■ What the task asks ■
How many of the lines below contain the word "cabinet"? Reply with only the number.

■ Information shown ■

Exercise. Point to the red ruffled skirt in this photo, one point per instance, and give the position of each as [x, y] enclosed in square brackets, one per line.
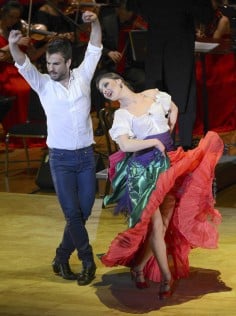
[194, 220]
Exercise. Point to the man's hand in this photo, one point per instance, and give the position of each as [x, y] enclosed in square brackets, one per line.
[115, 56]
[15, 36]
[89, 17]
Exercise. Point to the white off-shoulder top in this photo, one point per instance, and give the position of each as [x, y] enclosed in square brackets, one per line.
[154, 122]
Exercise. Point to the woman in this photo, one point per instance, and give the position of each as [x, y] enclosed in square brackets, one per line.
[220, 67]
[167, 194]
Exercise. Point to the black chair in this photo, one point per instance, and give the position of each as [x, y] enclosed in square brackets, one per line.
[106, 116]
[34, 127]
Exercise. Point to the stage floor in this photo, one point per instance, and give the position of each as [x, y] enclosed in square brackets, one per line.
[31, 227]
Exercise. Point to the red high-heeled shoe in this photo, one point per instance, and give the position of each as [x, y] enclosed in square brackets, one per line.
[136, 276]
[166, 289]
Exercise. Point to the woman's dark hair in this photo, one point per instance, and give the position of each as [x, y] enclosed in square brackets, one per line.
[111, 75]
[62, 46]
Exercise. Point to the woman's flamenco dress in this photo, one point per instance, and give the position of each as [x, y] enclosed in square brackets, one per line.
[140, 183]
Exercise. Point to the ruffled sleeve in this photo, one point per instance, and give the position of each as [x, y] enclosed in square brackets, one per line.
[164, 99]
[121, 125]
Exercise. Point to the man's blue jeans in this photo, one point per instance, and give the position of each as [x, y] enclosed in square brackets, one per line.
[74, 177]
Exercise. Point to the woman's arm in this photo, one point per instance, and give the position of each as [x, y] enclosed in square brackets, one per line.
[173, 113]
[127, 144]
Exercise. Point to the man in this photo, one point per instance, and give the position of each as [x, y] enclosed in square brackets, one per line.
[170, 61]
[65, 97]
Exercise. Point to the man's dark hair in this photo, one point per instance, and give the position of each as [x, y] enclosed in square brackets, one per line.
[62, 46]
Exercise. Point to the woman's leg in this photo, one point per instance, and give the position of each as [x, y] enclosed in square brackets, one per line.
[166, 210]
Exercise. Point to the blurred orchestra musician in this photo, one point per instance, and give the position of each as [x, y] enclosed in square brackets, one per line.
[11, 82]
[220, 67]
[170, 60]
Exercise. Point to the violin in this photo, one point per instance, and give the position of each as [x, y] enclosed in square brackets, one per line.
[36, 31]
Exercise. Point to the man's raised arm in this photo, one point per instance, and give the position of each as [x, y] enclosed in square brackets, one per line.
[96, 33]
[17, 54]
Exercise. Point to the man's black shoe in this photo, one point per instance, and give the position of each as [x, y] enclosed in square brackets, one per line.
[87, 275]
[63, 269]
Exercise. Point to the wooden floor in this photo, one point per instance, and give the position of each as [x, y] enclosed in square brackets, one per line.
[31, 226]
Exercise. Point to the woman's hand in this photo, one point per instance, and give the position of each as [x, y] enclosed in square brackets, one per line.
[160, 146]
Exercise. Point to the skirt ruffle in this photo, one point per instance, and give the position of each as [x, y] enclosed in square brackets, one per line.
[194, 221]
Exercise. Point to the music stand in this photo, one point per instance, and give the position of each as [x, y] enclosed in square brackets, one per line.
[138, 42]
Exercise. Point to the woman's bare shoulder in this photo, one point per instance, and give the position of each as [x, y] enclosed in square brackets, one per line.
[151, 93]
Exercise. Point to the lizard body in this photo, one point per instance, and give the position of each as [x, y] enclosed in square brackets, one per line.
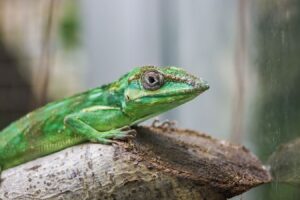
[99, 115]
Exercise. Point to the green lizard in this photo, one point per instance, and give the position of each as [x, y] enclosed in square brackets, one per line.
[99, 115]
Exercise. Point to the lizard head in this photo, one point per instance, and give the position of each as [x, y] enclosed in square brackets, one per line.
[152, 90]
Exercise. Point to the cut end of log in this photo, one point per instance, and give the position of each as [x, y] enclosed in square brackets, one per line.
[160, 163]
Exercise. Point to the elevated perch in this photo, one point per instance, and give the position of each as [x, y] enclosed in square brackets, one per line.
[160, 163]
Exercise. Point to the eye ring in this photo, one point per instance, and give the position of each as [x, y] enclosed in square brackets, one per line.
[152, 80]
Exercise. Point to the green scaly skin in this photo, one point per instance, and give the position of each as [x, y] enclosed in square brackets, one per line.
[99, 115]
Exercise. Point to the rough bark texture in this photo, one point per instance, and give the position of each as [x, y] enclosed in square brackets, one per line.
[160, 163]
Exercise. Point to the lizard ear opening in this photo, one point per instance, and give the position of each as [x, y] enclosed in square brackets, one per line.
[152, 80]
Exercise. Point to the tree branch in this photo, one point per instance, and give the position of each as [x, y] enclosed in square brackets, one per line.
[160, 163]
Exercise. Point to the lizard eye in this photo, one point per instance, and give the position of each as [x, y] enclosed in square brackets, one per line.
[152, 80]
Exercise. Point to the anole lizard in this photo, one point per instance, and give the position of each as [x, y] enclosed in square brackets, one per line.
[99, 115]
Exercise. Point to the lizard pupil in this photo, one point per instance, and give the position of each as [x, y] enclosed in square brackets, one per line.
[152, 80]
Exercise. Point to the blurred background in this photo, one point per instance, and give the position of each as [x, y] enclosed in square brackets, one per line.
[248, 51]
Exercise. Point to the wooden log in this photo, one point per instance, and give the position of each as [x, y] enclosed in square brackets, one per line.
[160, 163]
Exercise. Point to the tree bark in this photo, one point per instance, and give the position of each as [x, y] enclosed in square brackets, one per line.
[160, 163]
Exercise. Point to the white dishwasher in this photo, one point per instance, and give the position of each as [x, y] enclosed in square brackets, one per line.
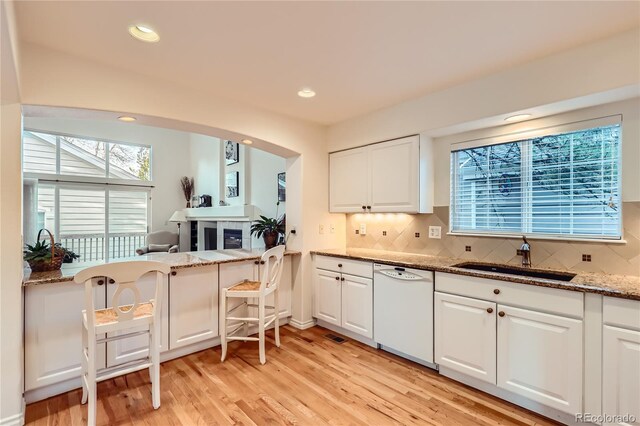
[403, 312]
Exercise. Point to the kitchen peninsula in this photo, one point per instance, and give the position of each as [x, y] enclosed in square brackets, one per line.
[189, 317]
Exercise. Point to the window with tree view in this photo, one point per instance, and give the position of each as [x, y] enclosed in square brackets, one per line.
[93, 195]
[565, 184]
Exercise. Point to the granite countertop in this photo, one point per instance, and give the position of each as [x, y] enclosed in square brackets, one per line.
[623, 286]
[175, 260]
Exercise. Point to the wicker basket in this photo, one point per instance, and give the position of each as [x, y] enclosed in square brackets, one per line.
[52, 264]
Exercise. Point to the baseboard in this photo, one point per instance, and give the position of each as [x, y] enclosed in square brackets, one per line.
[349, 334]
[301, 325]
[16, 419]
[519, 400]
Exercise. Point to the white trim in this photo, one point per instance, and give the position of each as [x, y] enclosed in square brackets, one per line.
[538, 132]
[538, 237]
[16, 419]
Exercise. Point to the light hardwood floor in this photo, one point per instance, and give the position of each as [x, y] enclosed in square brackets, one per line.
[309, 380]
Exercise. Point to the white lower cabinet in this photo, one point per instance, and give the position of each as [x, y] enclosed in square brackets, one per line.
[133, 348]
[465, 335]
[328, 297]
[53, 332]
[344, 300]
[357, 304]
[539, 356]
[193, 305]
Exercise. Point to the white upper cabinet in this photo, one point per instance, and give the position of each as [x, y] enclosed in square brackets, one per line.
[393, 176]
[349, 180]
[387, 177]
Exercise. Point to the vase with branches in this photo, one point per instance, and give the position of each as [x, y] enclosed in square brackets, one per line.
[188, 186]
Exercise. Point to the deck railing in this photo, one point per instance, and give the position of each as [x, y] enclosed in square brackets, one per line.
[92, 247]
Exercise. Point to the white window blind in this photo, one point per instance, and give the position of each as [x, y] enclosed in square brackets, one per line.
[554, 183]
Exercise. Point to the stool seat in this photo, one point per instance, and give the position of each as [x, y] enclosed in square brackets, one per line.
[246, 285]
[109, 315]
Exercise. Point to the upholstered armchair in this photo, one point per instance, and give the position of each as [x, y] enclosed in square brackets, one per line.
[160, 242]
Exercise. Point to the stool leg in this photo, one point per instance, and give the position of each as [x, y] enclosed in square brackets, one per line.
[261, 304]
[92, 385]
[85, 367]
[155, 350]
[223, 334]
[277, 314]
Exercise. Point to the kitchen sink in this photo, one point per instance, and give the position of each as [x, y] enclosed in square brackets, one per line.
[514, 270]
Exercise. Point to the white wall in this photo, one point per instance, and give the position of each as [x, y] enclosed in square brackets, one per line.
[607, 65]
[170, 157]
[630, 111]
[206, 165]
[263, 183]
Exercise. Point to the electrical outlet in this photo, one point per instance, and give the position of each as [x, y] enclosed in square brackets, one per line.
[435, 232]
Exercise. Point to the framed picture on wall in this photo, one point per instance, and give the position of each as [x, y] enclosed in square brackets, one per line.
[231, 152]
[282, 185]
[231, 183]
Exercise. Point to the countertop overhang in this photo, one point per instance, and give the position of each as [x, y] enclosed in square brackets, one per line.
[175, 260]
[622, 286]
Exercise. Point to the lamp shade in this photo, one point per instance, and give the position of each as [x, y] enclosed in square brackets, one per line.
[178, 216]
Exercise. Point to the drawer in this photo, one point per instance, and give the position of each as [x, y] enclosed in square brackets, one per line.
[544, 299]
[346, 266]
[621, 312]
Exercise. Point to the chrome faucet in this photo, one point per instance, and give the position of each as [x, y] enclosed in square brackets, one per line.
[525, 252]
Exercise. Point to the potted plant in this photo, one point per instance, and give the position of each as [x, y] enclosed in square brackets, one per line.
[269, 229]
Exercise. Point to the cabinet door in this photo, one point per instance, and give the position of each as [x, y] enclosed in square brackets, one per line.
[394, 169]
[53, 332]
[132, 348]
[328, 296]
[193, 305]
[357, 304]
[465, 335]
[540, 357]
[621, 372]
[348, 181]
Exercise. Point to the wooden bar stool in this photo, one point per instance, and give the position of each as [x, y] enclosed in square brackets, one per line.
[120, 318]
[271, 264]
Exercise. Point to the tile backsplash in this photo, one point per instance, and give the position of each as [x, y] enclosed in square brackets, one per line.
[410, 233]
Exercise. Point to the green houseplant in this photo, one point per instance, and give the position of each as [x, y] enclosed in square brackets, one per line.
[269, 228]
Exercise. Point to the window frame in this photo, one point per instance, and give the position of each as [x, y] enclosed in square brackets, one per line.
[523, 135]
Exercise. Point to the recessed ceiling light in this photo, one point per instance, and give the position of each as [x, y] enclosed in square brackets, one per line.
[144, 33]
[517, 117]
[306, 93]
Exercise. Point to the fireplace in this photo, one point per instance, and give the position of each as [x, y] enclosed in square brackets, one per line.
[232, 238]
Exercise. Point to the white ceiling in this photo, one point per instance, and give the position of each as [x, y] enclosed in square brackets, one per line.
[358, 56]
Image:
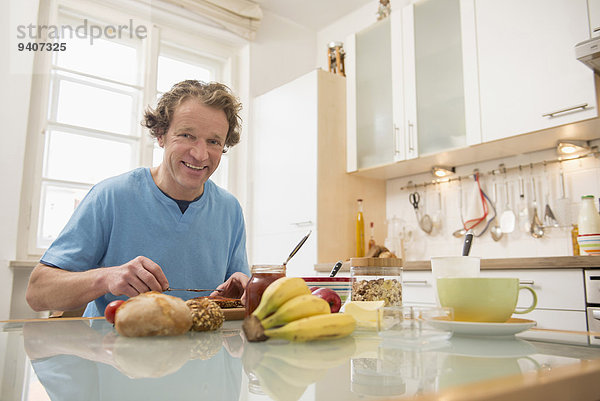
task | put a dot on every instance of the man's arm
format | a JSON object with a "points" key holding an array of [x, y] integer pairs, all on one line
{"points": [[51, 288]]}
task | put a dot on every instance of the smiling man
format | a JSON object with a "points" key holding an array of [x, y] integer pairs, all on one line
{"points": [[151, 229]]}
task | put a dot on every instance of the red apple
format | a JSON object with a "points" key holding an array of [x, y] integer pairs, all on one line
{"points": [[332, 298]]}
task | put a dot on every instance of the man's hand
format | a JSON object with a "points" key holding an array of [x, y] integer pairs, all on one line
{"points": [[234, 287], [135, 277]]}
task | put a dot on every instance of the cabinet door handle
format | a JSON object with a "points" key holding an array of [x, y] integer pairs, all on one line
{"points": [[582, 106], [396, 148], [421, 282], [410, 131], [303, 223]]}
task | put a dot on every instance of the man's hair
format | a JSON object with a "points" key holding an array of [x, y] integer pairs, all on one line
{"points": [[212, 94]]}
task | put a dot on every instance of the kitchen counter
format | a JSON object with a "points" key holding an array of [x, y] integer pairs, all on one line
{"points": [[553, 262], [78, 358]]}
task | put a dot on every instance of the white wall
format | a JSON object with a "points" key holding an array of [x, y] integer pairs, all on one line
{"points": [[15, 81], [281, 52]]}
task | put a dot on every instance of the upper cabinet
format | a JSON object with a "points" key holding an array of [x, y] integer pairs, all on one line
{"points": [[374, 95], [594, 10], [412, 84], [528, 75], [439, 76]]}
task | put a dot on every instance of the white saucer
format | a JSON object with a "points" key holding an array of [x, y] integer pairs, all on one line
{"points": [[510, 327]]}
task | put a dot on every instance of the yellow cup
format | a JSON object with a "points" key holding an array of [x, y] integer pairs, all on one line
{"points": [[482, 299]]}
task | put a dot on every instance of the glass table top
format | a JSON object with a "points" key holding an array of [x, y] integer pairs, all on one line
{"points": [[85, 359]]}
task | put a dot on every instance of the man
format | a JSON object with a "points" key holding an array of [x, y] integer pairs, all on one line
{"points": [[151, 229]]}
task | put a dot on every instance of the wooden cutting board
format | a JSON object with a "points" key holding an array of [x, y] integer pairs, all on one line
{"points": [[234, 313]]}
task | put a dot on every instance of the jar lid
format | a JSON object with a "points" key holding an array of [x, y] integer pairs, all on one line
{"points": [[378, 262]]}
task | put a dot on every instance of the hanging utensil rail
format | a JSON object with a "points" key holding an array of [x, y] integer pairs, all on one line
{"points": [[500, 170]]}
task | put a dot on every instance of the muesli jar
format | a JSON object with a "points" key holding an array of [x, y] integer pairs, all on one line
{"points": [[376, 279]]}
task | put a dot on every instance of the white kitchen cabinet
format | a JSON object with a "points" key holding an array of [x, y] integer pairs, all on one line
{"points": [[412, 84], [594, 10], [440, 75], [374, 93], [529, 77], [299, 176]]}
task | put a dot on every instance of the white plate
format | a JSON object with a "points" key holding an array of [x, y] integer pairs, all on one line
{"points": [[511, 327]]}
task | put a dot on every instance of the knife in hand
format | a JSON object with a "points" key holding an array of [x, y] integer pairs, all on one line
{"points": [[192, 289]]}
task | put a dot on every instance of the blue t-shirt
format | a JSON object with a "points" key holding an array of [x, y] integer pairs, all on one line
{"points": [[127, 216]]}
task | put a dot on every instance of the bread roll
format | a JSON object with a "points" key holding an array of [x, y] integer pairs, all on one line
{"points": [[206, 315], [153, 314]]}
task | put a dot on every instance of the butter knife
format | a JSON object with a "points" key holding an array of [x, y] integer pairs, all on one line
{"points": [[191, 289]]}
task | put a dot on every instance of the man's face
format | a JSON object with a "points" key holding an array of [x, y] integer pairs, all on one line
{"points": [[193, 147]]}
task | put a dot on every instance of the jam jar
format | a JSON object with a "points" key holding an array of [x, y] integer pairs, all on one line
{"points": [[376, 279], [262, 276]]}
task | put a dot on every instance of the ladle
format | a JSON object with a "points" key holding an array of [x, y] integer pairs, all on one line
{"points": [[549, 218], [537, 228]]}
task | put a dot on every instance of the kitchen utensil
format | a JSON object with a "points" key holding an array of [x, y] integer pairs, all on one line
{"points": [[336, 268], [495, 230], [297, 248], [549, 219], [507, 219], [467, 243], [478, 207], [436, 216], [523, 208], [425, 222], [192, 289], [563, 204], [537, 228], [461, 231]]}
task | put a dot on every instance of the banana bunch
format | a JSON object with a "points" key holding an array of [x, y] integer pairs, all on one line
{"points": [[287, 310]]}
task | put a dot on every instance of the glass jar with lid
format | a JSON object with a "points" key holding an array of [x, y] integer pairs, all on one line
{"points": [[376, 279], [262, 276]]}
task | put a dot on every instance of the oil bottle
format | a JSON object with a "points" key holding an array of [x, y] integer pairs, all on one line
{"points": [[360, 231]]}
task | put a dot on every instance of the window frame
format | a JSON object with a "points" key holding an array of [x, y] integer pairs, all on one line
{"points": [[164, 28]]}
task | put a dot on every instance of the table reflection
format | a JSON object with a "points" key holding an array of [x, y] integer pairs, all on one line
{"points": [[76, 360], [88, 360]]}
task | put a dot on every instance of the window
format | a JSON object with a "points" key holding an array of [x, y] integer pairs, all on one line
{"points": [[96, 94]]}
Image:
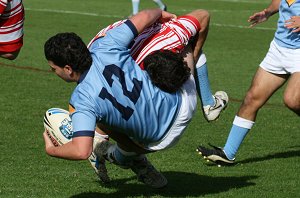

■ Exercise result ■
6